Pick out and copy every line of the lines below that contains the word "floral".

============

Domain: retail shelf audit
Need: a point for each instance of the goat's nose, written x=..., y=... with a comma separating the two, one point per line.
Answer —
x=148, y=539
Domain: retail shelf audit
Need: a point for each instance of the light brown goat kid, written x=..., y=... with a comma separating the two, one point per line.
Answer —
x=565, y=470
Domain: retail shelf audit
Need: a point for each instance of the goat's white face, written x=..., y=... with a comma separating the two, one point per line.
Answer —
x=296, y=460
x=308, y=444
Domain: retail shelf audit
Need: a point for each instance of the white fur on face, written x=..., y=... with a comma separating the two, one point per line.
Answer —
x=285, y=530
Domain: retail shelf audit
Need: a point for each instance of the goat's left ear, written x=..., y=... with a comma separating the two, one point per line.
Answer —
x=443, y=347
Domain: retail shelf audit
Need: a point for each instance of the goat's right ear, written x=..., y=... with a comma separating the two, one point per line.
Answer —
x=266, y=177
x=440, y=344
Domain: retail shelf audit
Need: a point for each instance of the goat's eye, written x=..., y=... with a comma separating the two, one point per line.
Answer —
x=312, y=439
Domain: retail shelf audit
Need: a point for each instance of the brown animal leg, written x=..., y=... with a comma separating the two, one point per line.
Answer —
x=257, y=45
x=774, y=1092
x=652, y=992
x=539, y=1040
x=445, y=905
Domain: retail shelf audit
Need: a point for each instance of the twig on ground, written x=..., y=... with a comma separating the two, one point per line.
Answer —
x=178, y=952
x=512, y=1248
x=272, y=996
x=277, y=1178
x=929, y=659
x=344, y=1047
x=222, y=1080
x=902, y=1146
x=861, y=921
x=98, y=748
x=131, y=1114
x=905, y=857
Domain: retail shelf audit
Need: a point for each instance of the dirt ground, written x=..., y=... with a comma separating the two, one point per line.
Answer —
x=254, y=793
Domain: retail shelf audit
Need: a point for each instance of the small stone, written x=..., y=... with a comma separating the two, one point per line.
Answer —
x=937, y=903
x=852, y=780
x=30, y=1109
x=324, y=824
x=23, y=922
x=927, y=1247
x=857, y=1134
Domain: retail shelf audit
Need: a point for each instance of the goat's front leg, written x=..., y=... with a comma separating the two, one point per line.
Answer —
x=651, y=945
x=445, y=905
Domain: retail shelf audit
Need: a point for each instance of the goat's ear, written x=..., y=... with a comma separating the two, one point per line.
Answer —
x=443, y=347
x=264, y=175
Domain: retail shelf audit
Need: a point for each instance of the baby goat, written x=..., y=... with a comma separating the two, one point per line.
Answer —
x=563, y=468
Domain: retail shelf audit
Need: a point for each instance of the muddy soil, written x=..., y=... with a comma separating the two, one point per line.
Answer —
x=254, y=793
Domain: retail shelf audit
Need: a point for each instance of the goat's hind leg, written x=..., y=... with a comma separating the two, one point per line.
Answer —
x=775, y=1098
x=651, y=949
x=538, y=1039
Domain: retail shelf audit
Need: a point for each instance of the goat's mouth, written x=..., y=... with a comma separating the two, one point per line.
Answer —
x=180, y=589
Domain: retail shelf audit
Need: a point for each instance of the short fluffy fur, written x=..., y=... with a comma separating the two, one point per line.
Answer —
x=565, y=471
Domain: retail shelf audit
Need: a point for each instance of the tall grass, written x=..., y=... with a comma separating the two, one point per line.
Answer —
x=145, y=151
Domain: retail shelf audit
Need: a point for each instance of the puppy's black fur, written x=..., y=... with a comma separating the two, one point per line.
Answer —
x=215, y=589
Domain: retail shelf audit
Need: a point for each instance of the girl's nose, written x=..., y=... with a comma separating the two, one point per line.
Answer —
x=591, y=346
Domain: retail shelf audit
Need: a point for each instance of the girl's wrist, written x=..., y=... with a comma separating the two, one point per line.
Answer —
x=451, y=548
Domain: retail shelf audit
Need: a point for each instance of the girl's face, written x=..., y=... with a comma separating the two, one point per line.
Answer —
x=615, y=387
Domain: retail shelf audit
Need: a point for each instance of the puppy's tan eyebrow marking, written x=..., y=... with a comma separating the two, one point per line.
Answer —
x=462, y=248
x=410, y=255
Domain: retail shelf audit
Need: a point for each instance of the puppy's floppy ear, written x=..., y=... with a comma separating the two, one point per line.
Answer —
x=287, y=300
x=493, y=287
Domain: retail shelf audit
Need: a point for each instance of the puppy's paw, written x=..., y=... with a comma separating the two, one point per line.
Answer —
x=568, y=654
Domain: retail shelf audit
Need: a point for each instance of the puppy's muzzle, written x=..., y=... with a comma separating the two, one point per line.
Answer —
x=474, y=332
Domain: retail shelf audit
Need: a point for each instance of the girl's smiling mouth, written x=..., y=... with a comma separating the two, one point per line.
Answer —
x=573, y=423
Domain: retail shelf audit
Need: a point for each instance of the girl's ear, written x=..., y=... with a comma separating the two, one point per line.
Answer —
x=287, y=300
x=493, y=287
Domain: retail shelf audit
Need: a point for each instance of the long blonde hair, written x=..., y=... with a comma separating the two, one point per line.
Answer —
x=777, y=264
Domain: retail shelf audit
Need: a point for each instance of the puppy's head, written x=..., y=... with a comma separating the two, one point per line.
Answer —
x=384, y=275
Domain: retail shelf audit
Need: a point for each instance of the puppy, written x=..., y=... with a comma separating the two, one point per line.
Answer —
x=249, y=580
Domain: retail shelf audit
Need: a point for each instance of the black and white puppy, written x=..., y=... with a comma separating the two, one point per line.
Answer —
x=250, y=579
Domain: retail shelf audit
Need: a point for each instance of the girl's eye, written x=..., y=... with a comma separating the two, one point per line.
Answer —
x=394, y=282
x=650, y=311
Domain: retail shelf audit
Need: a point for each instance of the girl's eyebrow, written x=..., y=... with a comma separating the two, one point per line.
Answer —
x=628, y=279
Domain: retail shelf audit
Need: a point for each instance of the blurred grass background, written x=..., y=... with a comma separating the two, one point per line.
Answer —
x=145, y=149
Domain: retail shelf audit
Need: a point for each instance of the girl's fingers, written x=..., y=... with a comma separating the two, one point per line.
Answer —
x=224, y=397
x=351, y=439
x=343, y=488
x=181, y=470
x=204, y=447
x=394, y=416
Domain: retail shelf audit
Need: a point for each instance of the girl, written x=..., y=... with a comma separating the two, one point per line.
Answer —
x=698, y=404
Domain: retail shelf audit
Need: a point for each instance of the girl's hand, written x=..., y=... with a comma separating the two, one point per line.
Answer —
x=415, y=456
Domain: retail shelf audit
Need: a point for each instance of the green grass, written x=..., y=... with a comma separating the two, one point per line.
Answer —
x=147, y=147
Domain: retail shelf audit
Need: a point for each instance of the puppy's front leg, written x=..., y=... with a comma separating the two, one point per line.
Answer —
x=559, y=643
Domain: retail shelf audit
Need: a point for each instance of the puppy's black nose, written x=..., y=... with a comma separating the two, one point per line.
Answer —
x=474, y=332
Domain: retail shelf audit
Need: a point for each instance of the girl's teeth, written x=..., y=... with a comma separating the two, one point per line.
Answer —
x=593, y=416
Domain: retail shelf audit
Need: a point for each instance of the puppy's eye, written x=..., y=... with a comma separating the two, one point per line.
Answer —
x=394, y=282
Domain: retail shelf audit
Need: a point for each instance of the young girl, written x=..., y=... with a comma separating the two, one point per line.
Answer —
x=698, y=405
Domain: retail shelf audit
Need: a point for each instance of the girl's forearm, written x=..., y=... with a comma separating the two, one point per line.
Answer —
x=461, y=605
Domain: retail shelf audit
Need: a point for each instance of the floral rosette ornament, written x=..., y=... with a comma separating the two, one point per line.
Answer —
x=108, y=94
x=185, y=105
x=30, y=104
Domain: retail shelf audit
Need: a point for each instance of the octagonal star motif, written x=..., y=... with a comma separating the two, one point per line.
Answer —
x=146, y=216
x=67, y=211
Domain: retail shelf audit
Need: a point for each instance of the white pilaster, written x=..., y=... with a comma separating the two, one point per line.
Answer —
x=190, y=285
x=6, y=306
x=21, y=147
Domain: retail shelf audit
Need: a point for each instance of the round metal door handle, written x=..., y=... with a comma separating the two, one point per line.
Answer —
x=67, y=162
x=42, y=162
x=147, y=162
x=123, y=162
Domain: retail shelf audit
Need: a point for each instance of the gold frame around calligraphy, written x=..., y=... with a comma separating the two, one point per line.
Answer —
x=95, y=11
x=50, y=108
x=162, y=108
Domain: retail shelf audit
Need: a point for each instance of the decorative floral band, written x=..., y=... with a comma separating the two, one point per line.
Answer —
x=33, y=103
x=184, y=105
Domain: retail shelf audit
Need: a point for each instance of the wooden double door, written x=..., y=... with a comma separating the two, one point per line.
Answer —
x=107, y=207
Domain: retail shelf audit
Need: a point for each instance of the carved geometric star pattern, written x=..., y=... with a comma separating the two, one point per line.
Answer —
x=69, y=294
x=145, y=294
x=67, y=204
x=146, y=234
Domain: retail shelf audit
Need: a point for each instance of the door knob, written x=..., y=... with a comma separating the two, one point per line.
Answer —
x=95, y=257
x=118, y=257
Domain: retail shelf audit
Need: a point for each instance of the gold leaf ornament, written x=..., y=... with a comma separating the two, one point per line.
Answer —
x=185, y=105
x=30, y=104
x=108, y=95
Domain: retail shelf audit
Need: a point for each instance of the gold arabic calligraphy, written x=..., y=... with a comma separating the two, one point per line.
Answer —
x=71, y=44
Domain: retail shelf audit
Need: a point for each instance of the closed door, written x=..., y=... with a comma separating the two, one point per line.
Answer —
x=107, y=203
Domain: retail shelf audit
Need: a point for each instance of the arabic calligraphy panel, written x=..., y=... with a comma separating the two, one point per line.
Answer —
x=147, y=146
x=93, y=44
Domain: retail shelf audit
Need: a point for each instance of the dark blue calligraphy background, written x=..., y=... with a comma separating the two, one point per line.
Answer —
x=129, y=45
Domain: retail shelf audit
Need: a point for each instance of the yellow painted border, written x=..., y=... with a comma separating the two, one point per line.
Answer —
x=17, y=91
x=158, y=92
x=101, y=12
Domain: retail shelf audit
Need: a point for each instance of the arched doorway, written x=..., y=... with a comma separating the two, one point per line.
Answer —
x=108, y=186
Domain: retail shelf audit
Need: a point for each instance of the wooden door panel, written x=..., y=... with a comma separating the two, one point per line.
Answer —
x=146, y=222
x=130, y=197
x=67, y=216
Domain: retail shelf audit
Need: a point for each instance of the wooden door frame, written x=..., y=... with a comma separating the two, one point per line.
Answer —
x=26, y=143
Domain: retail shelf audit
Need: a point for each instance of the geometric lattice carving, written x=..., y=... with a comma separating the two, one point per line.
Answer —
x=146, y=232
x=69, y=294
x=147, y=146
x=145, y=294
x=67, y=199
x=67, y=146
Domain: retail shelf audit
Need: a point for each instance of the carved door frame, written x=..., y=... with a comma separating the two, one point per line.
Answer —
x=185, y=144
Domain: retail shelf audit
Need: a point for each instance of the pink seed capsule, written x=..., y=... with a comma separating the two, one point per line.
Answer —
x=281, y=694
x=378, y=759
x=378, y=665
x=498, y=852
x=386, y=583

============

Full response =
Need: a point for each instance of the floral rosette ornament, written x=..., y=... with a comma separating the two, one point per line.
Need: a point for each instance of the decorative floral band, written x=..., y=... with a comma separating the two, one point per line.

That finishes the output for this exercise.